▶ _List of tasks_:
1. Decide whether each statement below agrees with the Trent Bridge match report, answering yes or no and quoting the exact words from the report that decide it: (a) Jadeja reached a half-century; (b) India made 278 in their first innings; (c) Robinson dismissed Rohit Sharma on Friday.
2. Pick up the Trent Bridge match report below after its final sentence and keep writing it.

▶ _Passage for review_:
+++++
The first 95 minutes of the day saw only 11 deliveries being bowled due to a steady drizzle. However, wicket-keeper Rishabh Pant looked set to take off from where he had left off at Southampton, during the World Test Championship final against New Zealand. Pant’s 25 off 20 balls was laced with three boundaries and one six.
And with Pant’s dismissal, Ravindra Jadeja came out to the crease, in an attempt to vindicate the team management’s decision to select him over Ravi Ashwin. The all-rounders’ inspired half-century (56 off 87 balls) ensured India managed a healthy first-innings lead.
India’s tail, not-so-fragile after all
The Indian tail made useful contributions with the bat in the low-scoring contest at Trent Bridge on Friday. A 73-run contribution from the last three stands saw India manage 278 in their first innings, in reply to England’s 183. Jasprit Bumrah hit a six and also his top score (28 off 34) in Tests, Mohammed Shami (13 off 20) displayed text-book defensive pushes, and Mohammed Siraj (7* off 8 balls) had some fun too as India’s much-maligned lower order took them into a position of strength.
Robinson amends off-field mistake with a fifer
Ollie Robinson, who recently came back from suspension due to racism charges, bowled the hard lengths to pick up 5 for 85 in 26.5 overs to claim his first five-wicket haul in Test cricket. Having already taken the wicket of Indian opener Rohit Sharma on Day 2, Robinson began with Rishabh Pant’s wicket on Friday. His extra bounce from a good length confounded an eager drive from Pant, but the ball stopped as it hit the crease. It hit the top part of Pant’s bat for Bairstow to grab a dolly.
The young English pacer then had Jadeja with a length ball just outside off. Jadeja tried slogging only to lose his shape and ended up skying it to Broad, who back-tracked to take a good catch at mid-off. Shami, meanwhile, was undone with a full and straight delivery, which crashed on his back pad before hitting the stumps.
+++++
▶ _Data_:
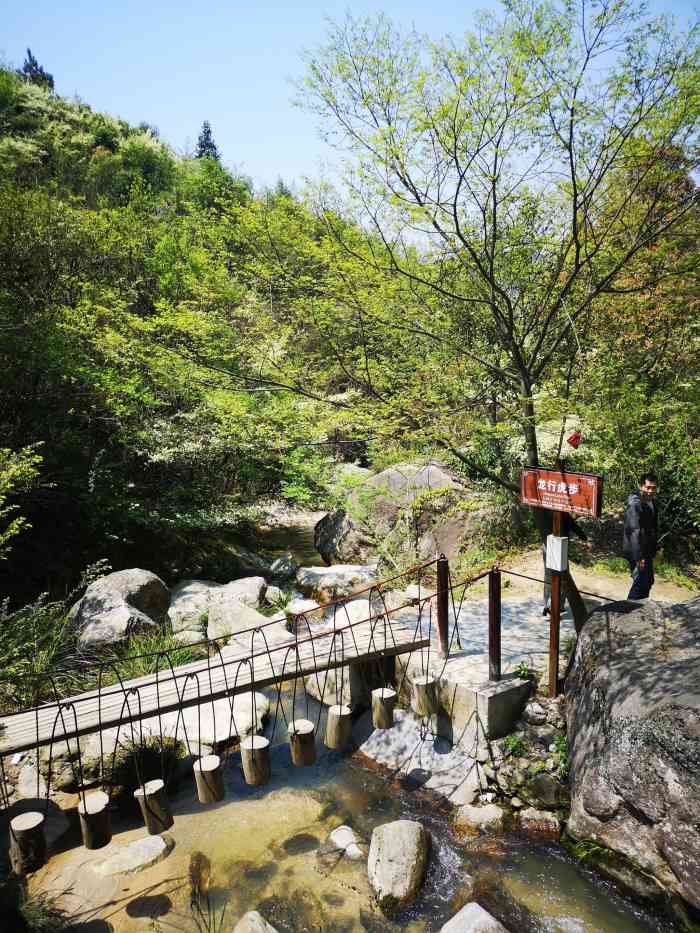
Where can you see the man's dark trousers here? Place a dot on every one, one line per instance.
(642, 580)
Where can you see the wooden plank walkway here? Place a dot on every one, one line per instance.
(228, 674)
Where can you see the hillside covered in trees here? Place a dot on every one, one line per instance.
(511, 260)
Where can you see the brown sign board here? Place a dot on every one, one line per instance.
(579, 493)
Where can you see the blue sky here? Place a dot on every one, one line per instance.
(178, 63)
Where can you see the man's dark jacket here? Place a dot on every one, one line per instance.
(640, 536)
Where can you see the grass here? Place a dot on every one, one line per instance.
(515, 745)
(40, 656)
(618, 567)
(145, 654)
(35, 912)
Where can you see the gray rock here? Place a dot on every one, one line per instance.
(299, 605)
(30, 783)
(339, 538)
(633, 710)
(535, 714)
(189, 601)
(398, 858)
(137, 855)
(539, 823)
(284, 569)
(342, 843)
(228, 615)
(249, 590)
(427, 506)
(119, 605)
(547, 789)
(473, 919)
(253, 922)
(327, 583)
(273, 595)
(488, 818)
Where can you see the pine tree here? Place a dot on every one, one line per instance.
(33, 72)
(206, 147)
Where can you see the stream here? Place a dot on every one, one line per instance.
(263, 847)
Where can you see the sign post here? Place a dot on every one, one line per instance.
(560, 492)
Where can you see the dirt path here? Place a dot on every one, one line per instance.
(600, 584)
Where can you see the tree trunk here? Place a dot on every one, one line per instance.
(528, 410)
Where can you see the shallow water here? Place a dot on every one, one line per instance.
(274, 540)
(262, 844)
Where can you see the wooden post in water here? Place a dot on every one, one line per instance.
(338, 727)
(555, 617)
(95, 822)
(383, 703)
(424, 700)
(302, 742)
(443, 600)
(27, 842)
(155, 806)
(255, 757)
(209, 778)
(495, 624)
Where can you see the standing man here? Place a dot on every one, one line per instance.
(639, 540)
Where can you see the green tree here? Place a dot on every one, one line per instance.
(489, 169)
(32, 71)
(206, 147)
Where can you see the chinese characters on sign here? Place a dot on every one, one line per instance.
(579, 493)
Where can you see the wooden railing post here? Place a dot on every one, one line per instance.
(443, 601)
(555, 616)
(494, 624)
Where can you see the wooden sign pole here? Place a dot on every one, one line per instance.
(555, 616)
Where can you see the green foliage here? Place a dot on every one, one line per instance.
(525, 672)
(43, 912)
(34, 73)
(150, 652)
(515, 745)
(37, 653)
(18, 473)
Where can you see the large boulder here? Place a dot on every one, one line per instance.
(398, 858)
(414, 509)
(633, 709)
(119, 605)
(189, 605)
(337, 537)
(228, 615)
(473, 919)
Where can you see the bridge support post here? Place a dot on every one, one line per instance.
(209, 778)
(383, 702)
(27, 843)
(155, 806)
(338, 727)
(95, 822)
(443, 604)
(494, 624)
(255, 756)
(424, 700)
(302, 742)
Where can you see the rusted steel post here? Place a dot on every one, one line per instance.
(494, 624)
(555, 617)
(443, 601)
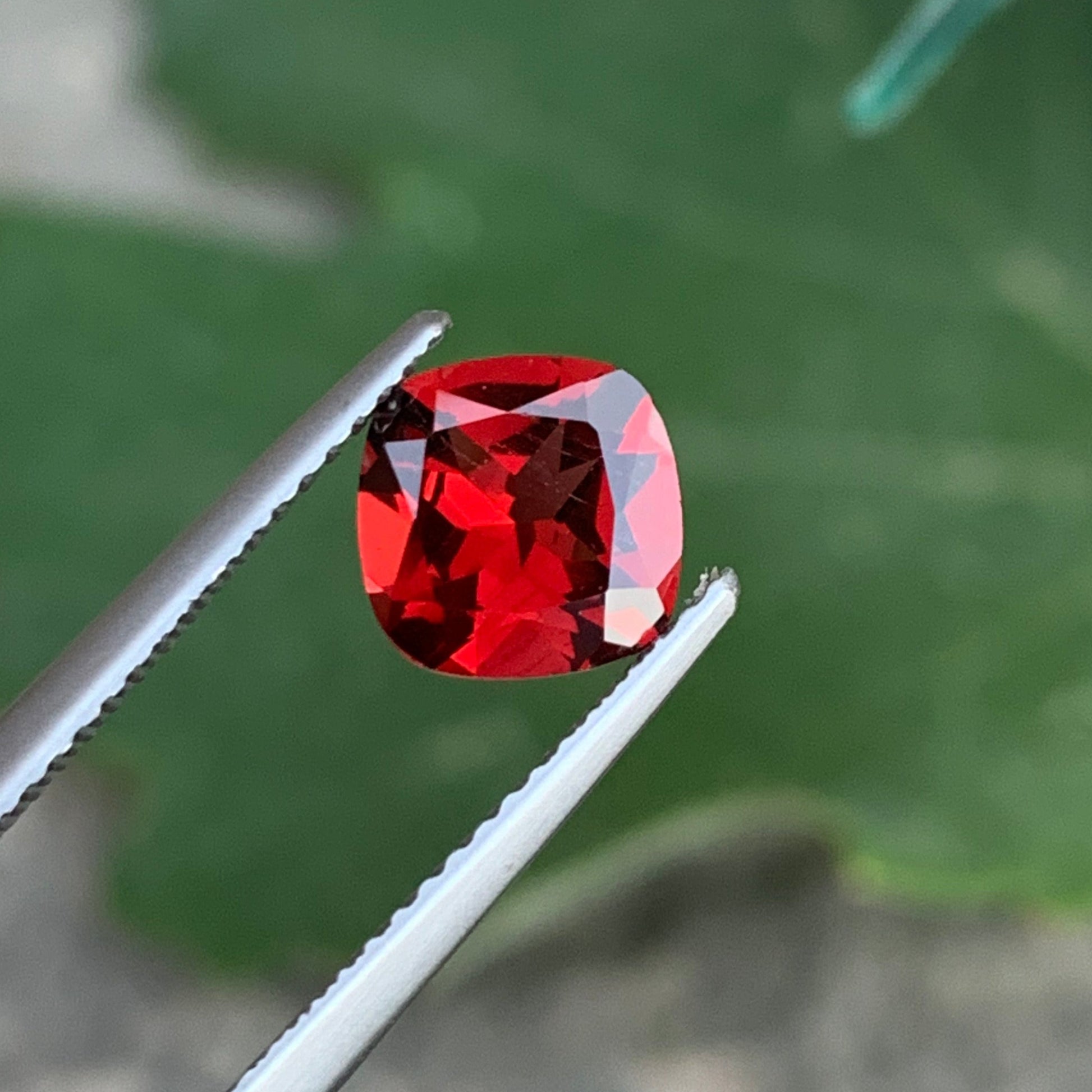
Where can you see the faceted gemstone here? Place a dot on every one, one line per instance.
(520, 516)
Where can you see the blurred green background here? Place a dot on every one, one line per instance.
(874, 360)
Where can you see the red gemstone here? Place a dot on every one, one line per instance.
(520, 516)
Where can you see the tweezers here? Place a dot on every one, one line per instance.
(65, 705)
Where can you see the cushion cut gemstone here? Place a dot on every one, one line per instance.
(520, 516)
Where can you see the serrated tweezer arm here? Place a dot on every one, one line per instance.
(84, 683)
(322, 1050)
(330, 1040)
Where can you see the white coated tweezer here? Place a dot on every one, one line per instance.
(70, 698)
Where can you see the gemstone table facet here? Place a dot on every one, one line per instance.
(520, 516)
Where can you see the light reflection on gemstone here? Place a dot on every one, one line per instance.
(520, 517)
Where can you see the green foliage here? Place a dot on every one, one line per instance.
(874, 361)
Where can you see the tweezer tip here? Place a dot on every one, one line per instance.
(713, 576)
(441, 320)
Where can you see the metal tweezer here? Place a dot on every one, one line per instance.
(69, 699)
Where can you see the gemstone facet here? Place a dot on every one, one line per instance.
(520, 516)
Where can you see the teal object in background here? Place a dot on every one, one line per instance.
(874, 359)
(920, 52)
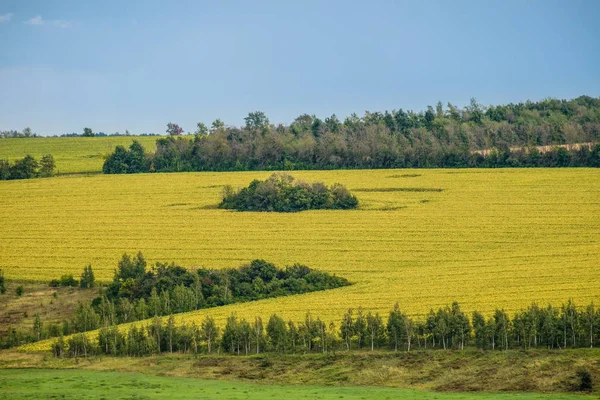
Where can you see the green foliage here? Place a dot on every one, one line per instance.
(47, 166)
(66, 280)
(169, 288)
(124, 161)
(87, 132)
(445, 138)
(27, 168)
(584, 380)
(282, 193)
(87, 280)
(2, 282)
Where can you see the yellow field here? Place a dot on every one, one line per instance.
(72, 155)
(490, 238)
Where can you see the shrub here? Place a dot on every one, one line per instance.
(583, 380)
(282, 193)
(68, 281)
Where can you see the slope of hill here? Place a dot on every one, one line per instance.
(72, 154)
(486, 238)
+++++
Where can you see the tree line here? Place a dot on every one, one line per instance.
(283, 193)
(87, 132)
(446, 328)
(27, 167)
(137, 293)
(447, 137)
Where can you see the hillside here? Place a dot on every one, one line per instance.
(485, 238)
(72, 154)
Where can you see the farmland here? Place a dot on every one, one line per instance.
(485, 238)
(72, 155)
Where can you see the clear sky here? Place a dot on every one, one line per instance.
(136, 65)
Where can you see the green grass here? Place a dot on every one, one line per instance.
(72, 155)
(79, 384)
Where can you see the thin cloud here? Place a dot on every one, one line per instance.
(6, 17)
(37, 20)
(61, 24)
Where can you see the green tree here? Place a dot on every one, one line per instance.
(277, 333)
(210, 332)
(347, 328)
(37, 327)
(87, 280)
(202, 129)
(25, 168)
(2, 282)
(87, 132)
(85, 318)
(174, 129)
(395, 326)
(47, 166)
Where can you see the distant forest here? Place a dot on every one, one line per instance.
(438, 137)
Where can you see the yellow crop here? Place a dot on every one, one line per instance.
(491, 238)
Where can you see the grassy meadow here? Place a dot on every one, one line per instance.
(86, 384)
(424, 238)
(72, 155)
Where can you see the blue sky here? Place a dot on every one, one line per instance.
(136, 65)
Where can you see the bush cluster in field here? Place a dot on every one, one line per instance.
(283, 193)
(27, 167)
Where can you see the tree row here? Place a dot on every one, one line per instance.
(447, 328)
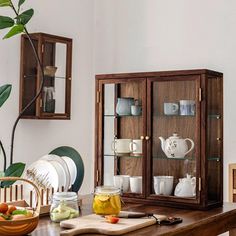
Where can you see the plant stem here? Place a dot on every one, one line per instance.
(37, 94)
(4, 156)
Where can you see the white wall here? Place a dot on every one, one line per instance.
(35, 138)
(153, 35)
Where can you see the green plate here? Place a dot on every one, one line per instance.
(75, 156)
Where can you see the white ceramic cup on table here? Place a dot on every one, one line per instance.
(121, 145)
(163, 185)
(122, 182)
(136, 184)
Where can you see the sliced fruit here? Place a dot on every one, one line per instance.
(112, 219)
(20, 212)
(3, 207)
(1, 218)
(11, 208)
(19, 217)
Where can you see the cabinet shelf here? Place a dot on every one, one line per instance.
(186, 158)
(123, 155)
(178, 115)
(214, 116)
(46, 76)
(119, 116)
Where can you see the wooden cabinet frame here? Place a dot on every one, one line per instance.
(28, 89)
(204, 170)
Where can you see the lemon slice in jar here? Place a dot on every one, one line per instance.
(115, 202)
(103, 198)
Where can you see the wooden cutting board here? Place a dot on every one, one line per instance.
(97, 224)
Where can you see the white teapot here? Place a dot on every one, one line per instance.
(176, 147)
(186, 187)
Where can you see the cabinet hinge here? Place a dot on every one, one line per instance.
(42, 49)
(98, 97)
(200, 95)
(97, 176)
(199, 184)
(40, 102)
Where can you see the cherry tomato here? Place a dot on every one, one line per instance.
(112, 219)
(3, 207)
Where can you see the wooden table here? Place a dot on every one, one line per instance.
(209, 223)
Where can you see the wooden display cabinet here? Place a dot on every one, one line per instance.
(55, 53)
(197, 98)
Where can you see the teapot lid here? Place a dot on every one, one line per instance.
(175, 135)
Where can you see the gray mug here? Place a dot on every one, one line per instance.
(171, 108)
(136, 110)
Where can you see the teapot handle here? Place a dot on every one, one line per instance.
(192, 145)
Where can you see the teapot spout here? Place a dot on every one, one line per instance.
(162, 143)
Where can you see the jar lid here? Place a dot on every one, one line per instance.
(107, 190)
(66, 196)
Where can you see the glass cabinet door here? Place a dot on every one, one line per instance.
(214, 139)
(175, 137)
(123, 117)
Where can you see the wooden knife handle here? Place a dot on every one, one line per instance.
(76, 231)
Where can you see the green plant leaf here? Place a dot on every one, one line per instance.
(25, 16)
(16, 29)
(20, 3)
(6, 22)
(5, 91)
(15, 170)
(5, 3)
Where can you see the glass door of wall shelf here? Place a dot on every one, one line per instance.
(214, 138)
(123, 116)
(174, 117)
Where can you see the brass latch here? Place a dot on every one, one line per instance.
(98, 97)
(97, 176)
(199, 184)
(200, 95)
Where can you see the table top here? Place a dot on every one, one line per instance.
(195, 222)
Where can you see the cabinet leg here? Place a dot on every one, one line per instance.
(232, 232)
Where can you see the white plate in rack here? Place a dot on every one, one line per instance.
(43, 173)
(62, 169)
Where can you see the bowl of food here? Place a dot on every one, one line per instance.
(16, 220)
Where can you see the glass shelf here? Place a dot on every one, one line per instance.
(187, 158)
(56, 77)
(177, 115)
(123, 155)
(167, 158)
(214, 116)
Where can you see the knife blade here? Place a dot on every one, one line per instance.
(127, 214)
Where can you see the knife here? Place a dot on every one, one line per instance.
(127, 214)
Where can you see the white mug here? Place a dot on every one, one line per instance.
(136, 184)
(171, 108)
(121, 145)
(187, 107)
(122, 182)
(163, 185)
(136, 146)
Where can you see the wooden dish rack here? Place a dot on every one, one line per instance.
+++++
▶ _Results in order_:
1.
(a) Yes: "inspired half-century (56 off 87 balls)"
(b) Yes: "saw India manage 278 in their first innings"
(c) No: "Having already taken the wicket of Indian opener Rohit Sharma on Day 2"

2.
With both Anderson and Robinson having picked four wickets apiece, it was a race to a five-for and the young cricketer denied his senior compatriot with the record. A swinging delivery forced Bumrah to play the shot, and the ball went high before Broad grabbed it with a sharp catch at fine leg. Ollie Robinson had got his first five-wicket haul in Test match cricket.
Anderson becomes third highest wicket-taker in Tests
The English pacer surpassed Anil Kumble’s tally of 619 wickets to become third highest wicket-taker in Tests on Friday. Anderson achieved the feat by dismissing opener KL Rahul, who looked set to score a dogged century.
Only Sri Lanka’s Muttiah Muralitharan (800 wickets) and Australia’s Shane Warne (708 wickets) are ahead of him on the list of history’s top wicket-takers.
Anderson’s first wicket of Day 3 was opener KL Rahul. The veteran Englishman bowled a full delivery outside off, which straightened off the seam as Rahul edged it to Buttler while looking to drive through mid-off. He then got Thakur out with a peach of a delivery. A length ball, which invited Thakur to drive, albeit his minimal footwork. The ball hit the seam and straightened, and Thakur’s defence from the crease induced a thick edge that was grabbed by the first slip.
In 2015, Anderson had become England’s highest wicket-taker, surpassing legendary all-rounder Ian Botham. The 37-year old, who is playing his 163rd Test match, made his debut in 2003 against Zimbabwe.
With two days left in the first Test, and in the few overs that were possible before rain ended the day’s play prematurely, the pitch looks a little settled.
The game now looks set for a grandstand finish — India will come out fresh tomorrow and will hope for good bowling conditions. On the other hand, England would love for the sun to come out. The forecast isn’t flashy and that adds another aspect into the game.